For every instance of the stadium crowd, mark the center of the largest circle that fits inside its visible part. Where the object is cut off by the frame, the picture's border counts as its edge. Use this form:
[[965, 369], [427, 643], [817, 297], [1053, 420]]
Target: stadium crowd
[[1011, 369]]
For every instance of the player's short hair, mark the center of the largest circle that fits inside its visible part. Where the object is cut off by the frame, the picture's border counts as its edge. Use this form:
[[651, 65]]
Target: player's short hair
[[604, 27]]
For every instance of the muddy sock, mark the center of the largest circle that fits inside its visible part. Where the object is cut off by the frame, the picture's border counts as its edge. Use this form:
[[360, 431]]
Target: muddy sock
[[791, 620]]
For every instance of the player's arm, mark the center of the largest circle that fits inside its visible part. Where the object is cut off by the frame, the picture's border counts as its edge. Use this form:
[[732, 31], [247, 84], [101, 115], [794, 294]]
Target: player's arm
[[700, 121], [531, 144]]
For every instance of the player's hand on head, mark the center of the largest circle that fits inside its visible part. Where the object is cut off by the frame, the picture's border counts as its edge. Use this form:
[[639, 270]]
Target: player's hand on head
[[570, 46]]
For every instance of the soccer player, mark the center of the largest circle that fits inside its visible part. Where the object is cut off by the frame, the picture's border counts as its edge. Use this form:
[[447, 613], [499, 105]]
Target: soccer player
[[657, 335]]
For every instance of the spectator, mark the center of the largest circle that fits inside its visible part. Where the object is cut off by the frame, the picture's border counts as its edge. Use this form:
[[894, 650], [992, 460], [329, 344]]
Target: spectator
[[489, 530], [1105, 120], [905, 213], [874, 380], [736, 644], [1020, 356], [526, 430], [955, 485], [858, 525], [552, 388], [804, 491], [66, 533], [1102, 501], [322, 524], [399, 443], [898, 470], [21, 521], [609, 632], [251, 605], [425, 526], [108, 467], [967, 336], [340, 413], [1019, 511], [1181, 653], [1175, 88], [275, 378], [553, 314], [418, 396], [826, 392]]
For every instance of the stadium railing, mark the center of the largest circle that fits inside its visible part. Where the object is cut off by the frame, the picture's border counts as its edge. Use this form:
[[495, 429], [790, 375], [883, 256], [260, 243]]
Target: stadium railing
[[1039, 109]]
+--
▶ _Task description_
Render every line of the items above as a numbered list, omitting any blank lines.

▶ _Result of the exercise_
1. For every instance of the stadium crowd, mark the center of the largest circle that fits inside its visible part. Where the object is cut off by the frame, the picture's border counts as its edge. Use this form:
2. [[965, 369], [427, 643], [817, 297], [1053, 420]]
3. Target: stadium crowd
4. [[1011, 369]]
5. For every instance of the player's short hair, mark the center of the largest circle that fits inside its visible part. Where the object is cut off by the frame, the picture's border counts as its edge. Use this form:
6. [[651, 65]]
7. Target: player's short hair
8. [[604, 27]]
9. For every instance of the muddy sock, mark the center of the largest circle that fits inside its visible part. Where the object is cut off by the frame, the picture's border counts as its edge. Use this form:
10. [[360, 431]]
11. Target: muddy sock
12. [[791, 620]]
13. For every instance of the player's arm, mark the center of the largest circle that fits inside its visible part. Where the object is cut off by the frame, the picture's border counts as its edge. Use this form:
14. [[732, 31], [247, 84], [101, 115], [794, 294]]
15. Target: player's arm
16. [[700, 121], [531, 144]]
17. For every instance of the player's hand on head, mark the center of the largest circle that fits inside its visible part. Where the object is cut off by the frame, the picture's border counts as its edge. Use this form:
18. [[639, 270]]
19. Target: player's hand on head
20. [[570, 46]]
21. For every instance of the soccer player, mark the center of the largest circle that fits inside its visible part. Where the object is cut off by the frame, the picture's border counts as its edge. Use this form:
22. [[447, 613], [499, 105]]
23. Target: soccer player
24. [[657, 335]]
25. For every instance of the spectator, mark the center of the largest circle that fits inside its visible part. Where the object is cut off by the frame, the picture's border counts as its edge. Use this form:
26. [[894, 650], [992, 460], [329, 344]]
27. Target: spectator
28. [[489, 530], [1105, 120], [905, 213], [874, 380], [736, 644], [1020, 356], [526, 430], [955, 485], [858, 525], [552, 388], [804, 491], [66, 533], [1102, 501], [322, 524], [399, 443], [898, 470], [21, 521], [609, 632], [251, 605], [425, 526], [108, 467], [967, 336], [340, 413], [1019, 511], [1181, 653], [1175, 88], [275, 378], [553, 314], [418, 396], [826, 392]]
29. For every instance of the stadium railing, mark the center of the largest circle that fits inside its visible part. Where the object is cut off by the frame, the picture's border counts as its edge. Use this form:
30. [[495, 429], [790, 375], [883, 256], [260, 243]]
31. Target: stadium railing
32. [[1039, 109]]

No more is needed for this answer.